TASK GOAL: Rescale the records from the line containing "sitting in bus" up to and including the line containing "[15,644,29,659]": repeat every line, requests included, and multiply each bounding-box coordinate in the answers by 2, rounding to whole numbers with halves going up. Give only these lines and leave the pictures out.

ROWS:
-- -- --
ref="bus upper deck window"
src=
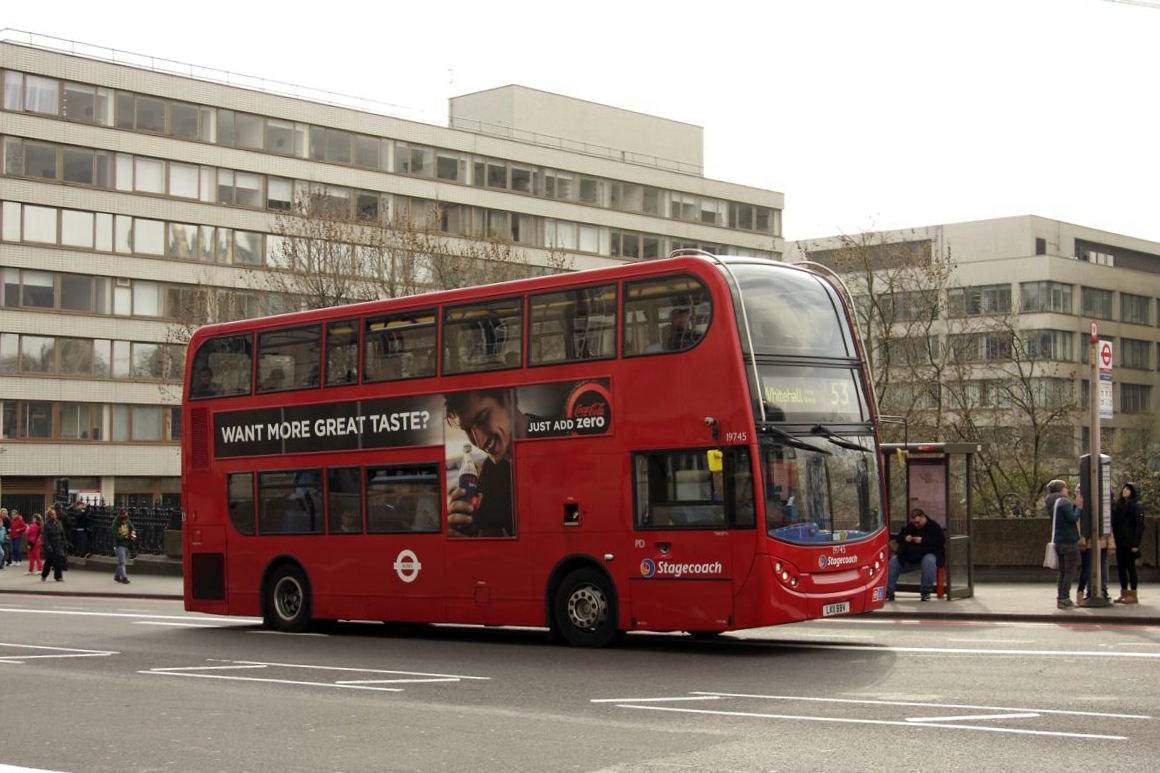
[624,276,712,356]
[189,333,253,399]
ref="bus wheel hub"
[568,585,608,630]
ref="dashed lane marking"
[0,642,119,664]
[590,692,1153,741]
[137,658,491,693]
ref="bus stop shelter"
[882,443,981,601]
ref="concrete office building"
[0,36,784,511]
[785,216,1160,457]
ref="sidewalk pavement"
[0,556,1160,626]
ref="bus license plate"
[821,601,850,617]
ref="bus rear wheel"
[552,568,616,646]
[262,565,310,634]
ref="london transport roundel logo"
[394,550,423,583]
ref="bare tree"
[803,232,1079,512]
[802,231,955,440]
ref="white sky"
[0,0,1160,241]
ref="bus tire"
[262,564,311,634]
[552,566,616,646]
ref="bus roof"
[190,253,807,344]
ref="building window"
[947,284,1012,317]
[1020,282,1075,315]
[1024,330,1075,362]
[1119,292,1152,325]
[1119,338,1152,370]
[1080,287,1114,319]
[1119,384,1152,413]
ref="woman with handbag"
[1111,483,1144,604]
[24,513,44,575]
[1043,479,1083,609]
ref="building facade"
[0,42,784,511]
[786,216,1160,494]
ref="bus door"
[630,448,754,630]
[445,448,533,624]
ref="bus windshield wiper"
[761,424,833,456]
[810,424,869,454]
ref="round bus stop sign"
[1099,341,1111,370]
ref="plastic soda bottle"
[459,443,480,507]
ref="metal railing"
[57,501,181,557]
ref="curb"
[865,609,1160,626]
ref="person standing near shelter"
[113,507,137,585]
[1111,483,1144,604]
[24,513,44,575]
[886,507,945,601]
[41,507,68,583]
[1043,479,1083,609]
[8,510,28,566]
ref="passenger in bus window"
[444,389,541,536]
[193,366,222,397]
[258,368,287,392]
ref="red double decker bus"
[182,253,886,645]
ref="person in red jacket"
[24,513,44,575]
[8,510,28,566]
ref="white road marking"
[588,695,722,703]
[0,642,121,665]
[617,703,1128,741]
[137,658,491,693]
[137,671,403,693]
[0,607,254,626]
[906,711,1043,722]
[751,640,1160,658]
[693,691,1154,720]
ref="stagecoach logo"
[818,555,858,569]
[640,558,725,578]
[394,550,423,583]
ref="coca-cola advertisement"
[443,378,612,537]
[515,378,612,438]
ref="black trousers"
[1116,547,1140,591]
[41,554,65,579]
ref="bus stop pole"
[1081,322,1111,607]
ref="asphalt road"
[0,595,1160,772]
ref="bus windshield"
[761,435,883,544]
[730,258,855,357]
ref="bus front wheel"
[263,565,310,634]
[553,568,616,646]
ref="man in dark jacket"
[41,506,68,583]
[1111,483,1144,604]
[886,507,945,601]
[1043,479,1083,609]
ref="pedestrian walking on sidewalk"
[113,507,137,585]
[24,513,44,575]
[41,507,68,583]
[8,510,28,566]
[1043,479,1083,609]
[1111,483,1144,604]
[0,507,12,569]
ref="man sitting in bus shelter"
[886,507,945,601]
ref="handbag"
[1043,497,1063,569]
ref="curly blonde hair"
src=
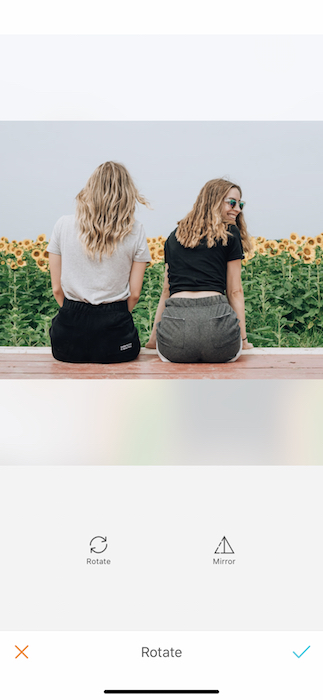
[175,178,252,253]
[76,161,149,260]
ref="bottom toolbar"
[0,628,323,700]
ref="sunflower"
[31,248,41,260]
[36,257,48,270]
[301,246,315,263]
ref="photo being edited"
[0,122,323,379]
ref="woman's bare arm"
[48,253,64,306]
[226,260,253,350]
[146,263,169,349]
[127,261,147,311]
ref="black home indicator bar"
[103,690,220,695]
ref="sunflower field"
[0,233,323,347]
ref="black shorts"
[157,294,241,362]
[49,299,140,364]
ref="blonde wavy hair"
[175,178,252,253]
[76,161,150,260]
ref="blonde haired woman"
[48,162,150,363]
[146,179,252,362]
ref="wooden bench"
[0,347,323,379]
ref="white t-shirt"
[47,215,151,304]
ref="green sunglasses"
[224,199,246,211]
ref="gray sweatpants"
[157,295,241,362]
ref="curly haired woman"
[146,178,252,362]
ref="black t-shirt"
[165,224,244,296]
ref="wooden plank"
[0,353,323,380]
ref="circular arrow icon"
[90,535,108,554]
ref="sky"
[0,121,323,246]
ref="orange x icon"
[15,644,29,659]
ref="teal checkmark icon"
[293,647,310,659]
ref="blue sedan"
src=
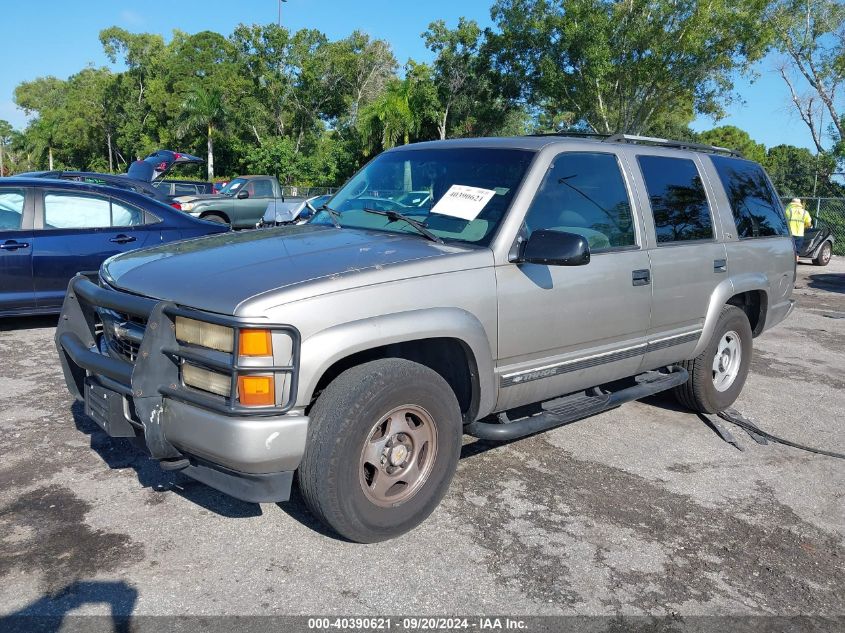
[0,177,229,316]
-- -- --
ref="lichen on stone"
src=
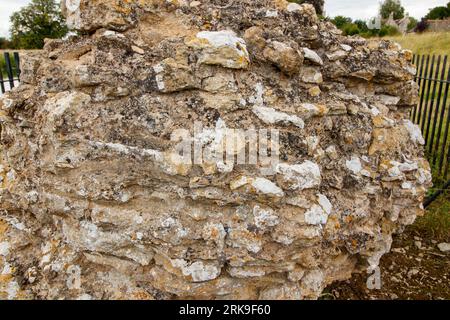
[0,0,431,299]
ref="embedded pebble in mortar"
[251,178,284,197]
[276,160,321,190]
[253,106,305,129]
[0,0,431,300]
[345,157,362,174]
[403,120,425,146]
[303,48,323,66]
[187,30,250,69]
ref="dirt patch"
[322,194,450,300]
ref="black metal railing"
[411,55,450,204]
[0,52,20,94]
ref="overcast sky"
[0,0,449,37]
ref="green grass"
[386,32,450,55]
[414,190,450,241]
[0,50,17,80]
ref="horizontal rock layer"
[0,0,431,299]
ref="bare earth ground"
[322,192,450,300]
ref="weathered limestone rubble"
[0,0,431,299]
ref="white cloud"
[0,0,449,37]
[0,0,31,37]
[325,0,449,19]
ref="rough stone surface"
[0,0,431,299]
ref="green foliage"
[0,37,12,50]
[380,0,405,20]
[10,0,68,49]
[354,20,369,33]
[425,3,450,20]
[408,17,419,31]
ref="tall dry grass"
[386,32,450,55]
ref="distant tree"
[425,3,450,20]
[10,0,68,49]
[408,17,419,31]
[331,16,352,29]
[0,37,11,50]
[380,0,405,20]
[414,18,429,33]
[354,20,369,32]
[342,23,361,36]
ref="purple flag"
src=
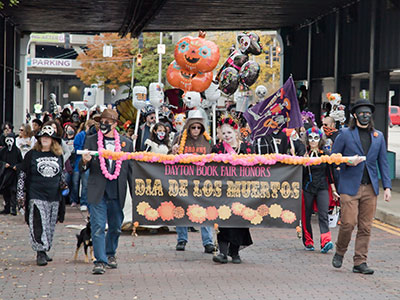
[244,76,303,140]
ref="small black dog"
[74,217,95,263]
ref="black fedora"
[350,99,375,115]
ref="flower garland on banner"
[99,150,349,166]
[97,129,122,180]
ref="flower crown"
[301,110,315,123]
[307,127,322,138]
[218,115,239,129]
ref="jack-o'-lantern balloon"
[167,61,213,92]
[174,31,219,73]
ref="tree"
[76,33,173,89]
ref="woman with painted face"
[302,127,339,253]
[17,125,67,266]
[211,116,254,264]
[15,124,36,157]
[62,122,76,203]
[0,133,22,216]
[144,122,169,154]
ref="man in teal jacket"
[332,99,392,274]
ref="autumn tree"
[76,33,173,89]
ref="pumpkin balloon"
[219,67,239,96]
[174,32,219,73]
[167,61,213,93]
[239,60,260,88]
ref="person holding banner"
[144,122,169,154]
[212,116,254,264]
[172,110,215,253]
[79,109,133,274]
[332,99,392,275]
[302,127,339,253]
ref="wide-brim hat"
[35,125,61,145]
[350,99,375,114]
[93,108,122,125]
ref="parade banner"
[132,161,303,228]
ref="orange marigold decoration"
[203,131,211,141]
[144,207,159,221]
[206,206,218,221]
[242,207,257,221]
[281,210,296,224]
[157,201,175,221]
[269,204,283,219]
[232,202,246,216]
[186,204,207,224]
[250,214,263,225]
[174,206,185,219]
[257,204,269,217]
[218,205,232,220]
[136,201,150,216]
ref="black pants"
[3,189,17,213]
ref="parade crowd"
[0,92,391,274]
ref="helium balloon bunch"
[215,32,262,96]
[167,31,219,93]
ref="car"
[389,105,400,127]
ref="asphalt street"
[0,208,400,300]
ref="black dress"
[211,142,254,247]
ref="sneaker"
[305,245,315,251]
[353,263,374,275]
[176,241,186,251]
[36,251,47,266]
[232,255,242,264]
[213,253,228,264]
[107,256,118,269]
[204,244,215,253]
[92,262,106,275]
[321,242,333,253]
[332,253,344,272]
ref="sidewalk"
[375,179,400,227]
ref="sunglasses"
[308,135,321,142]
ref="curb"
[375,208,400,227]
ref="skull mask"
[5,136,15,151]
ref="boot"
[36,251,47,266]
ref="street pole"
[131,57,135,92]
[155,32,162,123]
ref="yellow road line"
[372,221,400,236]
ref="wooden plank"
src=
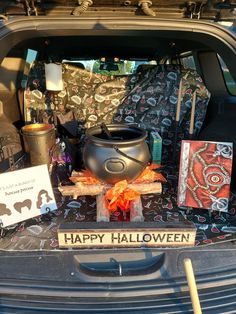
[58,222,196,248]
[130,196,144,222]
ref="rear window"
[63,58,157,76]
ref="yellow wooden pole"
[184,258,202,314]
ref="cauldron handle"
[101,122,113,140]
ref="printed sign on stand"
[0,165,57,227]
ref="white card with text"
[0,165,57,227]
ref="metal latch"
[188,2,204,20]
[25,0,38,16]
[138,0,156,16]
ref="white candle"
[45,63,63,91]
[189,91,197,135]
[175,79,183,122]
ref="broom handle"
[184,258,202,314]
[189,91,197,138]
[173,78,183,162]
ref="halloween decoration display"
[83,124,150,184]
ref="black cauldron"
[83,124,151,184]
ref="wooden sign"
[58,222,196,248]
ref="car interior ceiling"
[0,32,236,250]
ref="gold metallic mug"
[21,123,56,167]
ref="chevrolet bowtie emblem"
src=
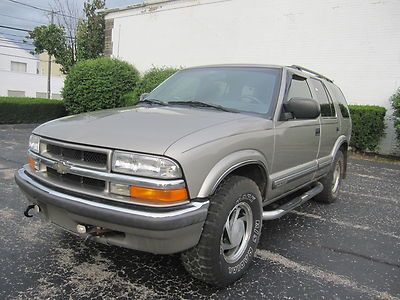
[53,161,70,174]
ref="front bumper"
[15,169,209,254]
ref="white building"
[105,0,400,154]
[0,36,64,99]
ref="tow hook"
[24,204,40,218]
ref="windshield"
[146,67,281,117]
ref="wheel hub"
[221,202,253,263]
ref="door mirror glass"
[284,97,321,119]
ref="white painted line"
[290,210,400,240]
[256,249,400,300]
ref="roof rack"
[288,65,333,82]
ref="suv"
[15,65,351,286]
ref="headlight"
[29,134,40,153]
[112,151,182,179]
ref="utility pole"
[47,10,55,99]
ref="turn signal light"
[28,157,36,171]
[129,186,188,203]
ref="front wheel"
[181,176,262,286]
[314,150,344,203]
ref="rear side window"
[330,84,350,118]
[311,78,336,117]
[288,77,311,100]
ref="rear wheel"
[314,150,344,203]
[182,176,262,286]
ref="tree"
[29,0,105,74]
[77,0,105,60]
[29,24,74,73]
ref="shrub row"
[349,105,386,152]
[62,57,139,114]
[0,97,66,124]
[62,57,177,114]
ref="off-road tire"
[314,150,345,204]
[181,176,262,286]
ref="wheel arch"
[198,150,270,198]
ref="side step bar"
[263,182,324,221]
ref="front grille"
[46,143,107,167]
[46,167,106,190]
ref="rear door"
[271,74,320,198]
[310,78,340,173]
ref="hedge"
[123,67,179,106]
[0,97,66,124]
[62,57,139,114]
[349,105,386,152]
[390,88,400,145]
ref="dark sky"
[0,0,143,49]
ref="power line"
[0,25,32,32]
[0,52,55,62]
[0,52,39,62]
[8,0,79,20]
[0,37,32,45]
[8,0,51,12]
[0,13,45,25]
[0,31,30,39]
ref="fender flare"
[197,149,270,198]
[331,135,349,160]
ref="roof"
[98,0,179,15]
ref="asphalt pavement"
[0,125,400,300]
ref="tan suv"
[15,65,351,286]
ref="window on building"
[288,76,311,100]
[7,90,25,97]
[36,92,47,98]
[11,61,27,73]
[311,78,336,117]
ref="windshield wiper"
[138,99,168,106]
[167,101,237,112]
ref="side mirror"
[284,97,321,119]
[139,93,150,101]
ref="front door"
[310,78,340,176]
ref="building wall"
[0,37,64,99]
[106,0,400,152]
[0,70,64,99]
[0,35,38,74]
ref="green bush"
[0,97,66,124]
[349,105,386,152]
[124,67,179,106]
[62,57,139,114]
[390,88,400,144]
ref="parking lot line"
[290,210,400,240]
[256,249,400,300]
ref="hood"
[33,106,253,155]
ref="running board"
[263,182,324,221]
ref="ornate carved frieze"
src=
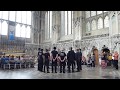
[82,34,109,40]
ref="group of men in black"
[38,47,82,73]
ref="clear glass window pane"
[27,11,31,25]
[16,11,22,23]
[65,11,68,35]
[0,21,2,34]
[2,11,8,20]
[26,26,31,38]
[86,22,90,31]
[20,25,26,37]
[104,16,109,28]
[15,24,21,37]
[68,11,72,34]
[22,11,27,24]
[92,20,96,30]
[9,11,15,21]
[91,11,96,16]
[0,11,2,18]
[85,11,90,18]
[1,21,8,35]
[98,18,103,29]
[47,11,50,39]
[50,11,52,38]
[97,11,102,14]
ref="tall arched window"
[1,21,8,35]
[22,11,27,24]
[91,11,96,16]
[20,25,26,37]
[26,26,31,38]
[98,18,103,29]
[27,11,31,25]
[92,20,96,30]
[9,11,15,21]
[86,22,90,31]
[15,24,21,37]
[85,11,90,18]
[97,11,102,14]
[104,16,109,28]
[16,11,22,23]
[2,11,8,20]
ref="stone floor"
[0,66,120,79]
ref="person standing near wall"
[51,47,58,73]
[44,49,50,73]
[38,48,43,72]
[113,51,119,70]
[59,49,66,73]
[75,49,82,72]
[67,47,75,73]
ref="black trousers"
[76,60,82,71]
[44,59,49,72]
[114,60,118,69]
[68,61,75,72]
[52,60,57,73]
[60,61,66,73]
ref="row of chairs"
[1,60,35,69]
-- -- --
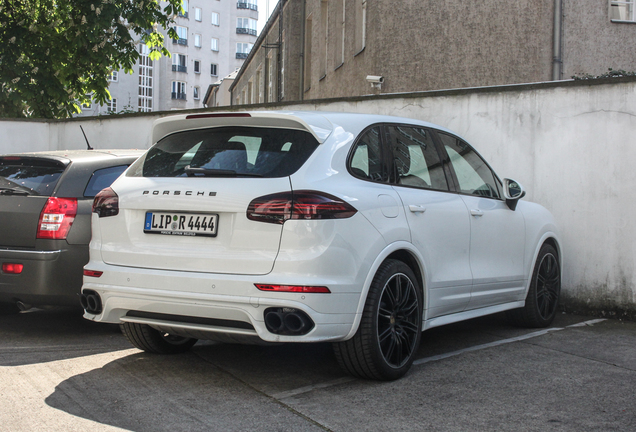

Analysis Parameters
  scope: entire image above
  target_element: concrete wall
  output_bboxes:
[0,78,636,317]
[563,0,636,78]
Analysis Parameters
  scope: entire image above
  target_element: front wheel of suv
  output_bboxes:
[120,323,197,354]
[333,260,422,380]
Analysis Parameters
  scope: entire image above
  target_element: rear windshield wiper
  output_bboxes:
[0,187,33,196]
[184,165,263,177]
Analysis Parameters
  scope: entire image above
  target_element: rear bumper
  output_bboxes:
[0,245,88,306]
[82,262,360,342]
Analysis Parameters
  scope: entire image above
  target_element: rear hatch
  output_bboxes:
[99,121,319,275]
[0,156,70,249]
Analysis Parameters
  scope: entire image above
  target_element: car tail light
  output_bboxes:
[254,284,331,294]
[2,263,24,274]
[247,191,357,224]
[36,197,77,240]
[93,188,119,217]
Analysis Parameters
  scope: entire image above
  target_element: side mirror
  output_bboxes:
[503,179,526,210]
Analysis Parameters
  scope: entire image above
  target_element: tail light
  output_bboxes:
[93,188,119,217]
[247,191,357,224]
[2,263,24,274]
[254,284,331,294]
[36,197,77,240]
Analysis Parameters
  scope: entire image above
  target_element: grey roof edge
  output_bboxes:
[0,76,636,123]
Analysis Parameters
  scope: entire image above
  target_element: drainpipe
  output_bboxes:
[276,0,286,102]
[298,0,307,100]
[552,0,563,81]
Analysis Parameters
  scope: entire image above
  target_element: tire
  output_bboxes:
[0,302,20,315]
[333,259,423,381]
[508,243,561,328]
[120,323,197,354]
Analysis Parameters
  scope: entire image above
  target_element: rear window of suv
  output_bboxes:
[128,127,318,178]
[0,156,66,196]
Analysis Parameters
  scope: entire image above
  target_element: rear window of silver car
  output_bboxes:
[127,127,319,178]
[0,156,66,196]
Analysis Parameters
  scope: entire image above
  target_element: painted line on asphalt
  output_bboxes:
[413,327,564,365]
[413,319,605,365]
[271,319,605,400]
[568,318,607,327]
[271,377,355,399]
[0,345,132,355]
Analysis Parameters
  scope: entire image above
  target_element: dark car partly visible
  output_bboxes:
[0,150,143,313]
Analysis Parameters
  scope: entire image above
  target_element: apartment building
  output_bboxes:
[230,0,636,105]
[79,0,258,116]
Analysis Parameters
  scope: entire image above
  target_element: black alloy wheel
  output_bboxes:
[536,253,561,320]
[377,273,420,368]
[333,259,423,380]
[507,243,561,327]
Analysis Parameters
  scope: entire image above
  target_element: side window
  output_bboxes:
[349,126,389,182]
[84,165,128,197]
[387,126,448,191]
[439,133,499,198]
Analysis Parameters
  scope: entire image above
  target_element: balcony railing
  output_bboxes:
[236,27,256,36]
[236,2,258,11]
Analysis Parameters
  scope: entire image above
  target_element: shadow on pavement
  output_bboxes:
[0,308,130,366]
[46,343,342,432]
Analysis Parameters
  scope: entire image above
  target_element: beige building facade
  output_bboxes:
-- -- --
FINISHED EXERCISE:
ref="man sitting in bus shelter"
[1772,1014,1890,1202]
ref="handbag"
[2086,994,2126,1138]
ref="curly blonde hair"
src=
[350,356,504,506]
[152,322,298,520]
ref="bottom toolbar"
[0,1256,646,1400]
ref="sunflower"
[62,496,82,520]
[72,514,96,540]
[602,492,630,526]
ref="photo being edited"
[0,244,646,758]
ref="woman's bare arm"
[96,506,128,612]
[452,520,506,700]
[292,526,338,698]
[254,522,294,622]
ref="black home indicator bar"
[206,1380,440,1390]
ref="sunflower field"
[0,466,646,694]
ref="black shorts"
[314,588,482,724]
[98,598,280,728]
ref="blonde wavy hair"
[350,356,504,506]
[152,322,300,520]
ref="blonde haired woman"
[96,324,300,726]
[292,358,504,724]
ref="wooden bench"
[0,694,646,758]
ref="white t-shirt"
[94,430,302,608]
ref="green sunglasses"
[448,398,492,422]
ref="gray sweatpants"
[314,590,482,724]
ref="curly haired woman"
[292,356,504,724]
ref="black t-shirt"
[330,448,488,592]
ref="wooden plank"
[0,706,646,760]
ref="circular arrow icon"
[180,1070,216,1108]
ref="sky"
[0,242,646,492]
ref="orange x icon"
[30,1288,58,1318]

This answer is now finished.